__The request__.
Write out, please, the line containing "Please put a point on the black trousers" together with all lines after it, up to and including the last one, with no other output.

Pointing records:

________________________________________

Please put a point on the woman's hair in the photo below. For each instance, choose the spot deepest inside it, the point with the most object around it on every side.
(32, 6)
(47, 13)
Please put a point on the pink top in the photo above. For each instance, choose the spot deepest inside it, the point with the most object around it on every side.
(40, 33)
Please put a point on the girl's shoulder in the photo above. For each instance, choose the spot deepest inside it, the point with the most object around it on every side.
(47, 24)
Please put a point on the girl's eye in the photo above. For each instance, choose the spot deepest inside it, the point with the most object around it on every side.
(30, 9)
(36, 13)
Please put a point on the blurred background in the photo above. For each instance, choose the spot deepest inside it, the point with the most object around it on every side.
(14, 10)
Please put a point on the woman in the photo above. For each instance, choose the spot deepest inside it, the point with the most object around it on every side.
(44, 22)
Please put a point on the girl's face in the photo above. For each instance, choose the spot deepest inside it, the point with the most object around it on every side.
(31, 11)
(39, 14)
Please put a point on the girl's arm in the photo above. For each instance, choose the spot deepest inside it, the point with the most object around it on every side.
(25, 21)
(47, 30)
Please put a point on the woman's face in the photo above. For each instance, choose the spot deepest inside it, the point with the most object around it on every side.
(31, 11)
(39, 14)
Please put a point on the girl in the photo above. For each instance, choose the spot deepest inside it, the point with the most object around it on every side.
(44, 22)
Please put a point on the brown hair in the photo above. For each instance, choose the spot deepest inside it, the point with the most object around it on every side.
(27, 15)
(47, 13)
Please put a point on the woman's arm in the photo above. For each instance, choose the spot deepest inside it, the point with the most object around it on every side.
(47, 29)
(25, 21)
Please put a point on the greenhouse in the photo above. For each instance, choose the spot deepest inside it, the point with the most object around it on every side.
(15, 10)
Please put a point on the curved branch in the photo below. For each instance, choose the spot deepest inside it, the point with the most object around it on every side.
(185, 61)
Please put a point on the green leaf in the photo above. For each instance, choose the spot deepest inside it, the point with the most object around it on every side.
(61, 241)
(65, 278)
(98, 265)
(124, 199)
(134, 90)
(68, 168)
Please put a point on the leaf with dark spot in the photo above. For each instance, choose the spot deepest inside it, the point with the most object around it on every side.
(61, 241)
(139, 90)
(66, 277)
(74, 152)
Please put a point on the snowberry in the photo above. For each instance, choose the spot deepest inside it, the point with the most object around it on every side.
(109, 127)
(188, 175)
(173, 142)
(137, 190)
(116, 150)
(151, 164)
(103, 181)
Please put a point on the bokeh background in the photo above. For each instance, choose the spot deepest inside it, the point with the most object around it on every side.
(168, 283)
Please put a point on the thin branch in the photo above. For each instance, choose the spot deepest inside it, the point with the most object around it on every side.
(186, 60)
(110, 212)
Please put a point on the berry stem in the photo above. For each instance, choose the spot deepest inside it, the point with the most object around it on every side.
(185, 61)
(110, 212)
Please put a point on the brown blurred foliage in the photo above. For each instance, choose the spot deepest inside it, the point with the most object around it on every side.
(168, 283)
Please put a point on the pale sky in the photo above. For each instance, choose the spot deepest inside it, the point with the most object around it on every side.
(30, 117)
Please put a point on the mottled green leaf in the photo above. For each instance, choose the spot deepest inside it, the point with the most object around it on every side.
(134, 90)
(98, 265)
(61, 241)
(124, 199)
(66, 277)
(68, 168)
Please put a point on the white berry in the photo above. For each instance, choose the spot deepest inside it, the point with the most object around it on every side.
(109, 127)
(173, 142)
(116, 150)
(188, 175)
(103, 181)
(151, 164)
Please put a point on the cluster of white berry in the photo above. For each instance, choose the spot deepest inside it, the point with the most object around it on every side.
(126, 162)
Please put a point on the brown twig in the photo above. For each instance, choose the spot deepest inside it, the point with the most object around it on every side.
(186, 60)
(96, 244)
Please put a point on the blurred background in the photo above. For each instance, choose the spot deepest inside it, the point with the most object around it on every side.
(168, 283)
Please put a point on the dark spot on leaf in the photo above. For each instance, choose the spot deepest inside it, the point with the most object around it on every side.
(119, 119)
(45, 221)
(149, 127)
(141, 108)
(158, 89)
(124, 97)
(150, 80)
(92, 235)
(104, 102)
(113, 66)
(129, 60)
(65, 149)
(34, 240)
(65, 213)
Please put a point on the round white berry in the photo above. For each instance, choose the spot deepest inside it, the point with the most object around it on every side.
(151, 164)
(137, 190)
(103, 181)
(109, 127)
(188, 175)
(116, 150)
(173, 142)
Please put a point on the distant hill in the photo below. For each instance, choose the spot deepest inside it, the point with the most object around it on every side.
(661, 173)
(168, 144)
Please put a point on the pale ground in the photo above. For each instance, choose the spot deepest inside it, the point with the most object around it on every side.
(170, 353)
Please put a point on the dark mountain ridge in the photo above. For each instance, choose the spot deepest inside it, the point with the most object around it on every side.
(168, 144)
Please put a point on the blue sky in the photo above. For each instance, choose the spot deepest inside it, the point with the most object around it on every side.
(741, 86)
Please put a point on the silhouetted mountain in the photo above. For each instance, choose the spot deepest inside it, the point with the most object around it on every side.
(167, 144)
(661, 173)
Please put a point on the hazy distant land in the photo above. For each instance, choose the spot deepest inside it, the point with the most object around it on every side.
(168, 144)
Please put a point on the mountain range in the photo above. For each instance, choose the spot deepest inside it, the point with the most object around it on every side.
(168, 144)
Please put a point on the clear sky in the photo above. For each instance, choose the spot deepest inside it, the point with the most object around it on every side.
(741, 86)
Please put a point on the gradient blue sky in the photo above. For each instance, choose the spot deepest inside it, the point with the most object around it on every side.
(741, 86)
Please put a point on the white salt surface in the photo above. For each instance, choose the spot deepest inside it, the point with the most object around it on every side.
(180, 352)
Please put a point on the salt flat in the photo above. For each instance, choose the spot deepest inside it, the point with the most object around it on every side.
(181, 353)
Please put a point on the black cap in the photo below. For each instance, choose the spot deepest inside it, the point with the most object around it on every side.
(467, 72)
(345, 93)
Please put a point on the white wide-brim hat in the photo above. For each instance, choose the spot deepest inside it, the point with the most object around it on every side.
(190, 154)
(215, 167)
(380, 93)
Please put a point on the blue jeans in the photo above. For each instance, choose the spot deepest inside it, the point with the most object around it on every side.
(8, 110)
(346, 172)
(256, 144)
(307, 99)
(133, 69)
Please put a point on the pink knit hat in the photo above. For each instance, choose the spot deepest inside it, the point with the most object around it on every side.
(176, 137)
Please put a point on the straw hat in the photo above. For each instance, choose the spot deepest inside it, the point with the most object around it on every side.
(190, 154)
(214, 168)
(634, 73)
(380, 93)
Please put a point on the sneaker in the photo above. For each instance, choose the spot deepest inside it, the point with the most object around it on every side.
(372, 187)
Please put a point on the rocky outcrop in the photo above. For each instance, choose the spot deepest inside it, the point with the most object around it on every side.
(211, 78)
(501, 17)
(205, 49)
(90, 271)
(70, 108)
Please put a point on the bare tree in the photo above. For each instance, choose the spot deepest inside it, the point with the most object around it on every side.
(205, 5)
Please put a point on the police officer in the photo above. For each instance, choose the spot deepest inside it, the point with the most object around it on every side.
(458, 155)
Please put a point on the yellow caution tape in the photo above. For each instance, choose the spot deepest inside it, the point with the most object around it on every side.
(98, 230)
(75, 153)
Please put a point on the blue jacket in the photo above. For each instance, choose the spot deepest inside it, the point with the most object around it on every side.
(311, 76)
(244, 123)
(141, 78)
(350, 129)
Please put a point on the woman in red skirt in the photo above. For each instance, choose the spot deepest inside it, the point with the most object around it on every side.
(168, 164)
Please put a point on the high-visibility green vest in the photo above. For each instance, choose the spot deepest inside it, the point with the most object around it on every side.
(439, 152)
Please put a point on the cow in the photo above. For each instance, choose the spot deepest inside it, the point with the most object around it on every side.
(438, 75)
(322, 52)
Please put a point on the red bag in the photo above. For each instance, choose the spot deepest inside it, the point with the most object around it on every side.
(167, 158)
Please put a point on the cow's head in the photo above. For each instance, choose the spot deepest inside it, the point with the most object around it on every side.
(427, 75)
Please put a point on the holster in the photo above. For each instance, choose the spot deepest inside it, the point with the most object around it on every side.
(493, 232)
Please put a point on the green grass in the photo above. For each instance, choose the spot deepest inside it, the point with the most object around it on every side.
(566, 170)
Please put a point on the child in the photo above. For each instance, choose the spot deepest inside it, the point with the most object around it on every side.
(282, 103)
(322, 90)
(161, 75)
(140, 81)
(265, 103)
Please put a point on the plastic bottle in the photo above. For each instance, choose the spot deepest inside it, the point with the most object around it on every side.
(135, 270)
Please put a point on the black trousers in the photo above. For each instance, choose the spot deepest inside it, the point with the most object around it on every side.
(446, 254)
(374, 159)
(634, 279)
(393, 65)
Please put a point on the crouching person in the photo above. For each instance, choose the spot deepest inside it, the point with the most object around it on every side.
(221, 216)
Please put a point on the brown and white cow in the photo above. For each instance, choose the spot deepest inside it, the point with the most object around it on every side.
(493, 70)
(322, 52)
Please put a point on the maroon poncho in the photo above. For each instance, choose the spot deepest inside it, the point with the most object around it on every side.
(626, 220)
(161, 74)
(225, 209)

________________________________________

__Full solution__.
Please put a point on the black trousers in the photo above. For each instance, choose the spot deepest inside it, the point with the most object around it on every side.
(446, 254)
(374, 159)
(634, 279)
(393, 65)
Please put a point on the crouching person in the photo above. For each instance, choose the spot deepest inside it, the point with the most object around it on every side.
(221, 216)
Please put a point on the brown and white cow in the photo above. For each instance, choose the spot deepest inside it, the point with the most object around it on every side.
(493, 70)
(322, 52)
Please put a point on the maroon poncho in the photo above. For each instance, choose the spot deepest inside it, the point with the most object around it on every side.
(626, 220)
(161, 74)
(225, 209)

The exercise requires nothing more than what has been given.